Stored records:
□ □ □ □ □

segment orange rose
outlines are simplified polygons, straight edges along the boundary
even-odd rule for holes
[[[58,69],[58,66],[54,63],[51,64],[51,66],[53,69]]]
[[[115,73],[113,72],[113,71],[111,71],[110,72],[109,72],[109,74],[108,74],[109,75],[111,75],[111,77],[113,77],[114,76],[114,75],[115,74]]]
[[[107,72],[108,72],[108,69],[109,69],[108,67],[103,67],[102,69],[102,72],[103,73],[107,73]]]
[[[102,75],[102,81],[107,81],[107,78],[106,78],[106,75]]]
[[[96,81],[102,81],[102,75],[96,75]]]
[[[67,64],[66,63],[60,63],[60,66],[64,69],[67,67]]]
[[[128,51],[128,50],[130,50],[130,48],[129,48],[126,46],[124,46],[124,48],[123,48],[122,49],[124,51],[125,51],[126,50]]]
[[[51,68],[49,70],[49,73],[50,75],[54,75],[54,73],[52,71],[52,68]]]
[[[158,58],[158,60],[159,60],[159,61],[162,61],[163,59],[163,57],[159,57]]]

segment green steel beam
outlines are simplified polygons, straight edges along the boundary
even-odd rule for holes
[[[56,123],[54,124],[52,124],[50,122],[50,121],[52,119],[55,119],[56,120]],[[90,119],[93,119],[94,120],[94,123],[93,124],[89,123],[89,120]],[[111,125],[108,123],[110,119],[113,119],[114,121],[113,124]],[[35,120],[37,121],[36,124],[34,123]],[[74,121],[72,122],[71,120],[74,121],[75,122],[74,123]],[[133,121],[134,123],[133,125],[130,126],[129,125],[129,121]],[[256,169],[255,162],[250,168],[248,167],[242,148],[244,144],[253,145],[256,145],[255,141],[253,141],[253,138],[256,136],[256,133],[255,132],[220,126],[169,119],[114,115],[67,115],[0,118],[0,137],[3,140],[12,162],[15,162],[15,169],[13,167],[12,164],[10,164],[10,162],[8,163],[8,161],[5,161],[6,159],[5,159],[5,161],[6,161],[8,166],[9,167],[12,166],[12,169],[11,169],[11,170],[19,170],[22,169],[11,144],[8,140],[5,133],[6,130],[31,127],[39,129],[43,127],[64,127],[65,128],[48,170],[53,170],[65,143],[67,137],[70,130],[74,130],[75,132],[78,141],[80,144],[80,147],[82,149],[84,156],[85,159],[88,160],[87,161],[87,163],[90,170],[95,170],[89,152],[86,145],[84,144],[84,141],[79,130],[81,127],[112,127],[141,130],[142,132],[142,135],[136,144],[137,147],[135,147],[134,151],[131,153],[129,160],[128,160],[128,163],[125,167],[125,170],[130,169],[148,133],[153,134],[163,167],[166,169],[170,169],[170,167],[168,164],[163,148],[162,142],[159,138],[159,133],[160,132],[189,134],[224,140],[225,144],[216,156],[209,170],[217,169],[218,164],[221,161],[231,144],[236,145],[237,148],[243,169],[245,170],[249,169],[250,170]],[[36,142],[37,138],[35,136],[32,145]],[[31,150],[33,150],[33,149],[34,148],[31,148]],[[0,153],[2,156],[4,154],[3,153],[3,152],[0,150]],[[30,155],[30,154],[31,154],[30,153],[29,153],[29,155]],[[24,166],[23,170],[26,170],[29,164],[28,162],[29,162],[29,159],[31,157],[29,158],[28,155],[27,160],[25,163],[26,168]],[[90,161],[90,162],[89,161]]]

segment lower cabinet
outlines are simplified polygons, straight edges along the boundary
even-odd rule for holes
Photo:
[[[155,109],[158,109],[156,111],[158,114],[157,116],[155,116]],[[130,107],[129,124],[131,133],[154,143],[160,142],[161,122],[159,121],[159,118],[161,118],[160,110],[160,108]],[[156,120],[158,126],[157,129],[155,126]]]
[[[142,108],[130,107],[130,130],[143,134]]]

□ □ □ □ □

**EXERCISE DIRECTIONS:** Rewrite all of the material above, replacing "straight edges" with "straight sides" everywhere it occurs and leaving everything else unchanged.

**OUTPUT OF THE TASK:**
segment orange rose
outlines are simplified polygons, straight sides along the boundary
even-odd rule for holes
[[[58,69],[58,66],[54,63],[51,64],[51,66],[53,69]]]
[[[115,73],[113,72],[113,71],[111,71],[110,72],[109,72],[109,74],[108,74],[109,75],[111,75],[111,77],[113,77],[114,76],[114,75],[115,74]]]
[[[107,72],[108,72],[108,69],[109,69],[108,67],[103,67],[102,69],[102,72],[103,73],[107,73]]]
[[[102,75],[102,81],[107,81],[107,78],[106,78],[106,75]]]
[[[96,81],[102,81],[102,75],[96,75]]]
[[[67,64],[66,63],[60,63],[60,66],[64,69],[67,67]]]
[[[128,51],[128,50],[130,50],[130,48],[129,48],[126,46],[124,46],[124,48],[123,48],[122,49],[124,51],[125,51],[126,50]]]
[[[51,68],[49,70],[49,73],[50,75],[54,75],[54,73],[52,71],[52,68]]]
[[[158,58],[158,60],[159,60],[159,61],[162,61],[163,59],[163,57],[159,57]]]

segment green steel beam
outlines are simplified polygons, straight sides along the boundary
even-odd rule for holes
[[[56,123],[54,124],[52,124],[50,122],[50,121],[52,119],[55,119],[56,120]],[[90,119],[93,119],[94,120],[94,123],[93,124],[89,123],[89,120]],[[111,125],[108,123],[110,119],[113,119],[114,121],[113,124]],[[35,120],[37,121],[36,124],[34,123]],[[74,121],[72,122],[71,120],[74,121],[75,122],[74,123]],[[133,121],[134,123],[133,125],[130,126],[129,125],[129,121]],[[256,169],[255,162],[250,168],[248,167],[242,148],[244,144],[253,145],[256,145],[255,141],[253,141],[253,138],[256,136],[256,133],[255,132],[220,126],[169,119],[114,115],[67,115],[0,118],[0,137],[3,140],[12,162],[15,162],[15,169],[13,167],[12,164],[10,164],[10,162],[8,163],[8,161],[5,161],[6,159],[5,159],[5,161],[6,161],[8,166],[9,167],[12,166],[12,169],[11,169],[11,170],[19,170],[22,169],[11,144],[8,140],[5,133],[6,130],[31,127],[39,129],[43,127],[64,127],[65,128],[48,170],[53,170],[65,143],[67,137],[70,130],[74,130],[75,132],[78,141],[80,144],[80,147],[82,149],[84,156],[85,159],[88,160],[87,161],[87,163],[90,170],[95,170],[89,152],[86,145],[84,144],[84,141],[79,130],[81,127],[112,127],[141,130],[142,132],[142,135],[136,144],[137,147],[135,147],[134,151],[131,153],[129,160],[128,160],[128,163],[125,167],[125,170],[130,169],[148,133],[153,134],[163,167],[166,169],[170,169],[170,167],[168,164],[163,148],[162,142],[159,138],[159,133],[160,132],[189,134],[224,140],[225,144],[216,156],[209,170],[217,169],[218,164],[221,161],[231,144],[236,145],[237,148],[243,169],[245,170],[249,169],[250,170]],[[36,142],[37,138],[35,136],[32,145]],[[31,150],[33,150],[33,149],[34,148],[31,148]],[[0,153],[2,156],[4,154],[3,153],[3,152],[0,150]],[[30,155],[30,154],[31,154],[30,153],[29,153],[29,155]],[[24,166],[23,170],[26,170],[29,164],[28,162],[29,162],[29,159],[31,157],[29,158],[28,155],[27,160],[25,163],[26,168]],[[90,161],[90,162],[89,161]]]

segment lower cabinet
outlines are simplified polygons, straight sides along the boundary
even-odd rule for holes
Photo:
[[[155,109],[158,109],[156,111],[158,114],[157,116],[155,116]],[[130,107],[129,124],[131,133],[154,143],[160,142],[161,122],[159,121],[159,118],[161,118],[160,110],[160,108]],[[156,120],[158,126],[157,129],[155,126]]]
[[[142,108],[130,107],[130,130],[143,134]]]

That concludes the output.